## PAGE EXTRACT:
□ □ □ □
Addressing Food Waste Management Challenges in NHS Hospital Kitchens

Authors: Giousmpasoglou, C., Marinakou, E., Farinha, C., Abbas, A.

Publication Date: 04/03/2026

Pages: 1-22

Publisher: Bournemouth University

Place of Publication: Bournemouth

DOI: 10.18746/8dhr-c058

Abstract:

Food waste within National Health Service (NHS) hospital kitchens constitutes a persistent and structurally embedded sustainability challenge with significant environmental, financial, and organisational consequences. As one of the largest institutional food providers in the United Kingdom, the NHS prepares approximately 141 million patient meals annually. Despite this scale and the centrality of food to patient care, food waste remains a material concern across healthcare settings. Current sector estimates indicate that reducing avoidable food waste by 50% could deliver savings of approximately £43 million annually, alongside improvements in patient experience, operational efficiency and environmental performance (NHS England, 2026).

Beyond financial considerations, food waste represents a critical sustainability issue, embodying wasted agricultural inputs, energy, labour, and water, while contributing to greenhouse gas emissions through production and disposal. This study critically examines sustainability and food waste management practices in NHS hospital kitchens in England. Using a purposive sample (n=37) with a structured questionnaire administered to healthcare chefs, catering managers, and sustainability and facilities professionals, the study conceptualises food waste not as a discrete operational inefficiency but as a socio-technical and behavioural phenomenon embedded within complex healthcare systems. The analysis is informed by the Theory of Planned Behaviour (TPB - Ajzen, 1991) applied in the context Healthcare Catering Food Waste Reduction (HCFW); the proposed theoretical framework extends the original TPB model by integrating organisational support, policy mandates, digital infrastructure, and feedback mechanisms.
□ □ □ □
## DATA FOR ANALYSIS:
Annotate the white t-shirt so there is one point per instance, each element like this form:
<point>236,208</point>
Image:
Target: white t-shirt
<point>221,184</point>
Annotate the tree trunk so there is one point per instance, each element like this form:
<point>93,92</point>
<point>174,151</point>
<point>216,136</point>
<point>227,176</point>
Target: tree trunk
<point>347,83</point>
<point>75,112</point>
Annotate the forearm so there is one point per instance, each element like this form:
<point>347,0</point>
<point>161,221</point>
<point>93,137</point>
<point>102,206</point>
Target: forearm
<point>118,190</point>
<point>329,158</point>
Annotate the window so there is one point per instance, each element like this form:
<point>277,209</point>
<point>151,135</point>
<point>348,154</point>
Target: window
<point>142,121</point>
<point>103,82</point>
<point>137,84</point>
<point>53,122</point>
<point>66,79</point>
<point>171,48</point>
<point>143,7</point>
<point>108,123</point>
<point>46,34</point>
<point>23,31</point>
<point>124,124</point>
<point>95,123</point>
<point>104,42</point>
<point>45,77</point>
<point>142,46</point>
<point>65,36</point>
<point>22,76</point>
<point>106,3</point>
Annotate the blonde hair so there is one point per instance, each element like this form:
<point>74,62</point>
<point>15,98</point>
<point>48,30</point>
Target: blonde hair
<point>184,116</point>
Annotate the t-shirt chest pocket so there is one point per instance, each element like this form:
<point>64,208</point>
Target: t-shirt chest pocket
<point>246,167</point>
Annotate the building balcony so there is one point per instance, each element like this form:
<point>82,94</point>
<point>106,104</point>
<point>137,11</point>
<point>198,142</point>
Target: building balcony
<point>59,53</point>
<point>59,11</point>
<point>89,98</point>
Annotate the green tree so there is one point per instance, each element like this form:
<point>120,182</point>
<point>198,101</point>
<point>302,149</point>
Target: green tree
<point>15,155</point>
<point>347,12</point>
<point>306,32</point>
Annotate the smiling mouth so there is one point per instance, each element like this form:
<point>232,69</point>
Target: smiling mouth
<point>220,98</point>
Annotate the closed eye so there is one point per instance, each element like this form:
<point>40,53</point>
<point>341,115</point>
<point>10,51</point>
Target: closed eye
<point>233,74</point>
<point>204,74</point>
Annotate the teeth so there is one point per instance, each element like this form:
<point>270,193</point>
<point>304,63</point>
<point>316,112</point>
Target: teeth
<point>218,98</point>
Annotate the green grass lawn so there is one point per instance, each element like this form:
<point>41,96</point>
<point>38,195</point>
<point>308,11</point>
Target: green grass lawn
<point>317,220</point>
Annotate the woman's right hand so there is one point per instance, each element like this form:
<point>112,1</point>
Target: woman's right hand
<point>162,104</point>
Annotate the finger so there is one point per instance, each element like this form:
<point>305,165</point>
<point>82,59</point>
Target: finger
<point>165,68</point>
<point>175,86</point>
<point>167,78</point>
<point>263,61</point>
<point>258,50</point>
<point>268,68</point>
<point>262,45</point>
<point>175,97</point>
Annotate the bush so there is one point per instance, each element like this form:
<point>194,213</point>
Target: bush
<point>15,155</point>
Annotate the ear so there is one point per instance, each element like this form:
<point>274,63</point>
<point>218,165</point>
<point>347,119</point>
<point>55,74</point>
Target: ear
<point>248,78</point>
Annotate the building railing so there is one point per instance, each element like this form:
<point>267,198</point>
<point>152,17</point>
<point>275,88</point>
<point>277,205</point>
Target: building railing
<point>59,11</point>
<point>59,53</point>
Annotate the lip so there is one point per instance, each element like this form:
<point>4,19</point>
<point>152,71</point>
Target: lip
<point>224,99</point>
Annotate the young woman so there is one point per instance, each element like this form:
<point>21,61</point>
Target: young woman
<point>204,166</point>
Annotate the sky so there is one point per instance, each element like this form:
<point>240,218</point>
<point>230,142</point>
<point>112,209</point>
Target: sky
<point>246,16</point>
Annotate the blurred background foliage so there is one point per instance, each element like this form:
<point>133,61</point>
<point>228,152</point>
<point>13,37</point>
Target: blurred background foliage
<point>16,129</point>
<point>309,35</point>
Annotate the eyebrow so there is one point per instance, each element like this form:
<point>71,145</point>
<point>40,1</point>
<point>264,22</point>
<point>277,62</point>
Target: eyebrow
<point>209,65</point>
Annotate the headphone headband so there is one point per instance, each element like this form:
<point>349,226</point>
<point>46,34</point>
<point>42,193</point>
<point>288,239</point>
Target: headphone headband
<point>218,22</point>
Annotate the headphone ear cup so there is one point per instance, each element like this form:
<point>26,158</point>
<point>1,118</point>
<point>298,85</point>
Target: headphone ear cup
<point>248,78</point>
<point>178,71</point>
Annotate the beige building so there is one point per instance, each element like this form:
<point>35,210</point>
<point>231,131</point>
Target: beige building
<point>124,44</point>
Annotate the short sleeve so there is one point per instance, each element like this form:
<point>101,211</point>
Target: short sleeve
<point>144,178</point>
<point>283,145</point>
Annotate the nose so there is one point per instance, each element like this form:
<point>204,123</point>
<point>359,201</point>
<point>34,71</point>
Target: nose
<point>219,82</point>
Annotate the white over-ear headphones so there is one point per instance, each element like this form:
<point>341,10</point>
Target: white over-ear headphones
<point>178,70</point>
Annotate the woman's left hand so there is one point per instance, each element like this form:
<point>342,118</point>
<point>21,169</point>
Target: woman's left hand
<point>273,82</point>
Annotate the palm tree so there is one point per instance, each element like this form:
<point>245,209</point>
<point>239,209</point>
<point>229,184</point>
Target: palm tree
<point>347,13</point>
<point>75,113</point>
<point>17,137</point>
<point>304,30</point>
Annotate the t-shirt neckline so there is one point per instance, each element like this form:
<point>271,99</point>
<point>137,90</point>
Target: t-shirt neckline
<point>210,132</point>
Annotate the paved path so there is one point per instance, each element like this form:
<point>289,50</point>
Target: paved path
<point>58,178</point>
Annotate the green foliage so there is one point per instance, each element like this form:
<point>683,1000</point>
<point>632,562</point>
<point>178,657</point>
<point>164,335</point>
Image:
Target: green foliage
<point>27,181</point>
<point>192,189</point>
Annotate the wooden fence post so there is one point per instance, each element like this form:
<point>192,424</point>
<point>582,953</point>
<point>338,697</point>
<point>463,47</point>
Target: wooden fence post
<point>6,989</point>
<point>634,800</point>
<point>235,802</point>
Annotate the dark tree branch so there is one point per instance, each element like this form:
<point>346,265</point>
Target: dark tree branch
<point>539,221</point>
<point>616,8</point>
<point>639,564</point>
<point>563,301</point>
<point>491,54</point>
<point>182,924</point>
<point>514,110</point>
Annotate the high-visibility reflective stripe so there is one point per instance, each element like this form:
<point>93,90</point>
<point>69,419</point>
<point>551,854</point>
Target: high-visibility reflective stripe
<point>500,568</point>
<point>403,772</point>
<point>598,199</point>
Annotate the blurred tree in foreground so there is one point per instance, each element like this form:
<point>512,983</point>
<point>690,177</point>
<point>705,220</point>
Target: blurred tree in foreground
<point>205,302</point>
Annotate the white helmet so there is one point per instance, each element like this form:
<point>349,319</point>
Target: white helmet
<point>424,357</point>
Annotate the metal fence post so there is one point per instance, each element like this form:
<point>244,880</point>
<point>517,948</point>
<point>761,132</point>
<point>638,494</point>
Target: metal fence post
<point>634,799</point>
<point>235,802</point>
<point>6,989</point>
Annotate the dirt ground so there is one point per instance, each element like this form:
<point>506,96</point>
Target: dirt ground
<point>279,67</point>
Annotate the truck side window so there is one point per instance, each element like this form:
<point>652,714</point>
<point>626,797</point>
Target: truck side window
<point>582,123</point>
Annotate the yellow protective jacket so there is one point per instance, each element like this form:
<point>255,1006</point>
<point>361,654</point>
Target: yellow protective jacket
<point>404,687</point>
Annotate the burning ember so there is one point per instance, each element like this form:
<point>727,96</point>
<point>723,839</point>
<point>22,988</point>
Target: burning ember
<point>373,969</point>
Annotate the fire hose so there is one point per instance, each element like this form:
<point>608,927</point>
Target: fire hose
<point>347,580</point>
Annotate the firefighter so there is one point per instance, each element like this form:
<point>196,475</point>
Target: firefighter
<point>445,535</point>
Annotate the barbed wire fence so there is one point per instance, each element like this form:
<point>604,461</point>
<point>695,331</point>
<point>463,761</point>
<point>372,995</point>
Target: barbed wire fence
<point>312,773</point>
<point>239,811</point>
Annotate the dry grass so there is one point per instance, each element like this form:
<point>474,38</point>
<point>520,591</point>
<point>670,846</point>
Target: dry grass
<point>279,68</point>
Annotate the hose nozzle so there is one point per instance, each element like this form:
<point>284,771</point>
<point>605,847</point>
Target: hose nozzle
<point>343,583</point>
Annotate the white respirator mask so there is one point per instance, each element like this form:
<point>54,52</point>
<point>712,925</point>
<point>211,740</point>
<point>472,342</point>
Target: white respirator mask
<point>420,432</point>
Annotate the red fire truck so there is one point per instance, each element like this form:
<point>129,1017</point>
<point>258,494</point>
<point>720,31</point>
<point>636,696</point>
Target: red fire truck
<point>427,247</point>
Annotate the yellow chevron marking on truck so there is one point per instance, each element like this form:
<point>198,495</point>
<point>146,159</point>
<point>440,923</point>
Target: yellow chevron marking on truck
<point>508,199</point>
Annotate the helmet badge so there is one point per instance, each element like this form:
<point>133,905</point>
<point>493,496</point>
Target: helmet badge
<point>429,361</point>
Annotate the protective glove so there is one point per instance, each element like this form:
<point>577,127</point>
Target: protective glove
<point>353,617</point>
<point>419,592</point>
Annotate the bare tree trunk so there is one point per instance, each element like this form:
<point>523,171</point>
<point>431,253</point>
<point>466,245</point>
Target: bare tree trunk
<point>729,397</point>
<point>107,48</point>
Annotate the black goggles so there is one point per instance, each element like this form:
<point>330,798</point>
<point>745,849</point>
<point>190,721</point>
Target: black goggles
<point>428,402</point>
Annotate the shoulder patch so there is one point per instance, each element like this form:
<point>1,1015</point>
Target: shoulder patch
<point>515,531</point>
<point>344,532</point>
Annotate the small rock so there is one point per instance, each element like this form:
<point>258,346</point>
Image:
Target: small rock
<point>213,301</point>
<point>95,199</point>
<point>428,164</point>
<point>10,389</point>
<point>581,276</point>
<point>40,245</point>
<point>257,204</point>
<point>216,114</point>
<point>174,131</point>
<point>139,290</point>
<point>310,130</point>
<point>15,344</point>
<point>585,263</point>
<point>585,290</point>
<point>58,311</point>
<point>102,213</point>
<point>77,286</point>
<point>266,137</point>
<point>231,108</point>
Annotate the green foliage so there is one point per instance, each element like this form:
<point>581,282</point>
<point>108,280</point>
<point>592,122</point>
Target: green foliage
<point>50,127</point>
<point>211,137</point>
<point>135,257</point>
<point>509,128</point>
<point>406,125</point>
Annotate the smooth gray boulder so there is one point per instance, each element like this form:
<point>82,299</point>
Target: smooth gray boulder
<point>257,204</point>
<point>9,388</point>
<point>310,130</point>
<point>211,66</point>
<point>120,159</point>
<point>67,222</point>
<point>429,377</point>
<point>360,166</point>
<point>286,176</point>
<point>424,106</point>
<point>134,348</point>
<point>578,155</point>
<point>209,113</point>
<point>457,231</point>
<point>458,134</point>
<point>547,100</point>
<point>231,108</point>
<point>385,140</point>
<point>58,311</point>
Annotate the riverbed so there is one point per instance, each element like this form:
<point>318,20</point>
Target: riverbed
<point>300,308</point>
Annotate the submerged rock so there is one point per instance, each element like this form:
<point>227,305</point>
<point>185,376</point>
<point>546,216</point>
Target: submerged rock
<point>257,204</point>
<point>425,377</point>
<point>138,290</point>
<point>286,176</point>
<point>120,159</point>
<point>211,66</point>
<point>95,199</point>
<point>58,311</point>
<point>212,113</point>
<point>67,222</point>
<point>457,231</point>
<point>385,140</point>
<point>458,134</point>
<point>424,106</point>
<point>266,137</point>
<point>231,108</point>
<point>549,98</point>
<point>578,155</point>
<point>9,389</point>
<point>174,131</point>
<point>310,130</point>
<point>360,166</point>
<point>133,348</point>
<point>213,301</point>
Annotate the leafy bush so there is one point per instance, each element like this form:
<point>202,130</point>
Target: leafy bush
□ □ □ □
## REQUIRED ACTION 1:
According to the abstract on NHS hospital food waste, how many patient meals does the NHS prepare each year?
## REQUIRED ACTION 2:
Please carry on the abstract on NHS hospital food waste from its final sentence.
The data have no connection to the abstract on NHS hospital food waste.

## TASK RESPONSE 1:
Approximately 141 million.

## TASK RESPONSE 2:
The findings reveal a consistent disconnect between awareness and action. While respondents demonstrated high levels of awareness of sustainability policies and NHS Net Zero ambitions, this awareness did not consistently translate into effective food waste reduction practices. Food waste continues to be driven by structural and operational constraints, including overproduction, dietary complexity, patient non-consumption, workforce instability, and fragmented approaches to measurement and reporting. Behavioural intentions to reduce waste are frequently undermined by limited perceived behavioural control, uneven access to training, and weak organisational feedback loops.

Rather than framing food waste as a technical or managerial problem alone, this report argues that waste in NHS hospital kitchens is best understood as an outcome of organisational culture, governance arrangements, and everyday decision-making under conditions of clinical uncertainty and institutional constraint. Meaningful and sustained reductions in food waste require the alignment of behavioural change initiatives with systemic reform, supported by long term investment in skills development, robust data infrastructures, and visible leadership commitment. The report concludes by outlining implications for policymakers seeking to enable more sustainable healthcare food systems.